▸ **Ausgewählter Auszug**
Die Aufnahmen einer Überwachungskamera eines Geschäfts konnten laut dem Nachrichtenportal beweisen, dass der Syrer am Abend der Tat mit zwei Handys hantierte. Eines wurde gänzlich zerstört, das zweite ist verschollen. Und: Aktuell versuchen die Ermittler weiter herauszufinden, ob der Messerstecher Mitwisser oder Komplizen hatte. Issa al H. soll bei seiner Einreise nach Bulgarien nicht allein gewesen sein.
Wo ist Issa al H.s Reisebegleiter?
Der Asylbewerber hatte in Bulgarien und Österreich einen Asylantrag eingereicht, reiste aber nach Deutschland weiter, weil dort angeblich ein Onkel des Syrers wohnen sollte. Mittlerweile ist klar: Den Verwandten gibt es nicht. Eine Ausschaffung des mutmasslichen IS-Anhängers scheiterte an der deutschen Bürokratie.
Die Frage, ob Issa al H. nicht vielleicht sogar gezielt vom Islamischen Staat nach Deutschland geschickt wurde, steht weiterhin im Raum. Vor diesem Hintergrund sucht man nach dem Begleiter, der mit al H. nach Bulgarien einreiste.
Der mutmassliche Islamist schweigt zum Messerangriff. Vertreten wird er dabei von einer Anwaltskanzlei aus Dresden, die ihm schon dabei half, nicht ausgeschafft zu werden.
Rechtsextreme bedrohen Anwaltskanzlei, die Issa al H. beriet
Mutmassliche Mitglieder der rechtsextremistischen Identitären Bewegung (IB) haben vor der Einfahrt einer Anwaltskanzlei in Dresden drei symbolische Gräber mit Holzkreuzen aufgebaut. Ein dazu aufgestelltes Plakat mache die Kanzlei mitverantwortlich für den Tod dreier Menschen beim Anschlag im nordrhein-westfälischen Solingen, teilte die Polizei am Mittwoch mit.

[Einträge aus einem Datensatz]
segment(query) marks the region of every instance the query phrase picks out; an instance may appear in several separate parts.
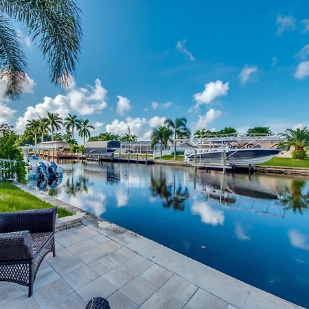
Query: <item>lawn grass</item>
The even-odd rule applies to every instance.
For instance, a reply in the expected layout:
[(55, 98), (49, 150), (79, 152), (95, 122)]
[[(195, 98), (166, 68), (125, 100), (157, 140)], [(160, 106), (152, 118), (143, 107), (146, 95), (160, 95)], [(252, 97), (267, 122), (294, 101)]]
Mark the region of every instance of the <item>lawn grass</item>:
[[(8, 181), (0, 182), (0, 212), (19, 211), (54, 207)], [(58, 218), (71, 216), (72, 213), (58, 207)]]
[[(176, 161), (183, 161), (183, 158), (185, 156), (183, 154), (176, 154)], [(163, 156), (161, 158), (158, 158), (160, 160), (171, 160), (175, 161), (174, 159), (174, 154), (170, 154), (168, 156)]]
[(289, 168), (309, 168), (309, 158), (304, 160), (297, 160), (292, 158), (273, 158), (267, 162), (264, 162), (260, 165), (285, 166)]

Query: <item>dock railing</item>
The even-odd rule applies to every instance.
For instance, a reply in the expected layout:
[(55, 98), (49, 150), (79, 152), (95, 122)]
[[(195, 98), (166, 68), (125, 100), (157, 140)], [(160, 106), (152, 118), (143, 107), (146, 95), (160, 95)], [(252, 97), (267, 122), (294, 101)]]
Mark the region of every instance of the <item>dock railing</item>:
[(16, 181), (16, 160), (0, 159), (0, 181), (3, 180)]

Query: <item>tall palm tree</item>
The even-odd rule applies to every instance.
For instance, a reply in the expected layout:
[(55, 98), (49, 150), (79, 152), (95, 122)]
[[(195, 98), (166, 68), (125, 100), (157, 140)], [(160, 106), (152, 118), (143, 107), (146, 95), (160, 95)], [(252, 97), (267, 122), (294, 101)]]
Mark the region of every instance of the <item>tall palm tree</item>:
[(57, 113), (47, 112), (48, 125), (52, 133), (52, 141), (54, 141), (54, 133), (55, 130), (60, 128), (60, 124), (63, 125), (62, 119)]
[(34, 134), (34, 145), (38, 144), (38, 135), (40, 134), (41, 122), (38, 119), (28, 120), (27, 126), (29, 127)]
[(25, 25), (47, 59), (52, 81), (66, 86), (80, 53), (80, 12), (74, 0), (0, 1), (0, 80), (5, 82), (6, 96), (18, 97), (27, 80), (25, 55), (11, 21)]
[(39, 133), (41, 134), (41, 141), (43, 143), (44, 141), (44, 136), (46, 135), (49, 131), (48, 119), (39, 117), (38, 121), (40, 122)]
[(304, 159), (307, 156), (306, 149), (309, 148), (309, 130), (305, 128), (296, 130), (287, 129), (287, 141), (284, 141), (278, 145), (279, 148), (290, 150), (294, 148), (292, 155), (295, 159)]
[(71, 130), (72, 133), (72, 139), (74, 139), (74, 129), (79, 128), (80, 120), (78, 119), (76, 115), (69, 114), (69, 116), (65, 119), (65, 126), (67, 130)]
[(187, 126), (187, 118), (182, 117), (175, 118), (174, 120), (169, 118), (165, 121), (165, 124), (173, 133), (174, 159), (176, 159), (176, 139), (179, 137), (189, 137), (191, 135), (190, 130)]
[(163, 145), (168, 145), (168, 141), (173, 133), (166, 126), (154, 128), (151, 134), (151, 146), (153, 148), (156, 144), (160, 144), (160, 156), (162, 157), (162, 150)]
[(80, 127), (79, 127), (79, 132), (78, 135), (80, 136), (80, 137), (83, 137), (84, 139), (84, 144), (85, 141), (86, 137), (90, 137), (90, 131), (89, 128), (92, 128), (94, 130), (94, 126), (91, 126), (89, 124), (89, 120), (88, 119), (86, 119), (84, 120), (80, 119)]

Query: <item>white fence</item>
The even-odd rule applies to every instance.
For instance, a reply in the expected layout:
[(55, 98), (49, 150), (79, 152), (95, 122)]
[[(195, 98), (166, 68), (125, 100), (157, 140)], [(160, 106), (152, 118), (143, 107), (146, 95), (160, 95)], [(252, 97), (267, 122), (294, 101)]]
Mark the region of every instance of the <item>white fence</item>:
[(16, 167), (16, 160), (0, 159), (0, 181), (3, 180), (16, 181), (17, 175), (14, 170)]
[[(155, 149), (153, 150), (153, 159), (161, 158), (161, 150), (160, 149)], [(172, 150), (169, 147), (168, 149), (162, 150), (162, 156), (169, 156), (172, 154)]]

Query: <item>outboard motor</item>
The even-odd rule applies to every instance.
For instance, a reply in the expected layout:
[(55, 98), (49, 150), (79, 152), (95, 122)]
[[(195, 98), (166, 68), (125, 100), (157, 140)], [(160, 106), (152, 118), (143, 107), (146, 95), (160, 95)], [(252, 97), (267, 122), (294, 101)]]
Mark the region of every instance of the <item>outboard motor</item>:
[(50, 162), (48, 164), (48, 174), (49, 176), (53, 178), (58, 176), (57, 165), (55, 162)]
[(47, 168), (44, 162), (38, 162), (36, 163), (36, 174), (40, 176), (46, 176)]

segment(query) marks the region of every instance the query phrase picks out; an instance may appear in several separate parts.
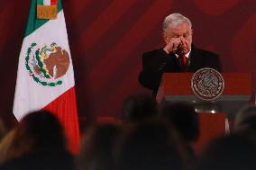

▸ **Aufgaben**
1. In welchen Ländern hatte der Asylbewerber laut dem Auszug einen Asylantrag eingereicht?
2. Gib aus den Einträgen nur die Zeilen erneut wieder, beginnend mit der Zeile, die „Query: <item>dock railing</item>“ enthält, und endend mit der Zeile, die „[(16, 181), (16, 160), (0, 159), (0, 181), (3, 180)]“ enthält, jeweils einschließlich und mitsamt den Anfragen. Verschiebe dabei jede Koordinate in den Antworten um -23.

▸ **Lösungen**
1. Er hatte in Bulgarien und Österreich einen Asylantrag eingereicht.

2.
Query: <item>dock railing</item>
The even-odd rule applies to every instance.
For instance, a reply in the expected layout:
[(55, 98), (49, 150), (79, 152), (95, 122)]
[[(195, 98), (166, 68), (125, 100), (157, 140)], [(160, 106), (152, 118), (143, 107), (146, 95), (160, 95)], [(252, 97), (267, 122), (294, 101)]]
Mark the region of every instance of the <item>dock railing</item>:
[(-7, 158), (-7, 137), (-23, 136), (-23, 158), (-20, 157)]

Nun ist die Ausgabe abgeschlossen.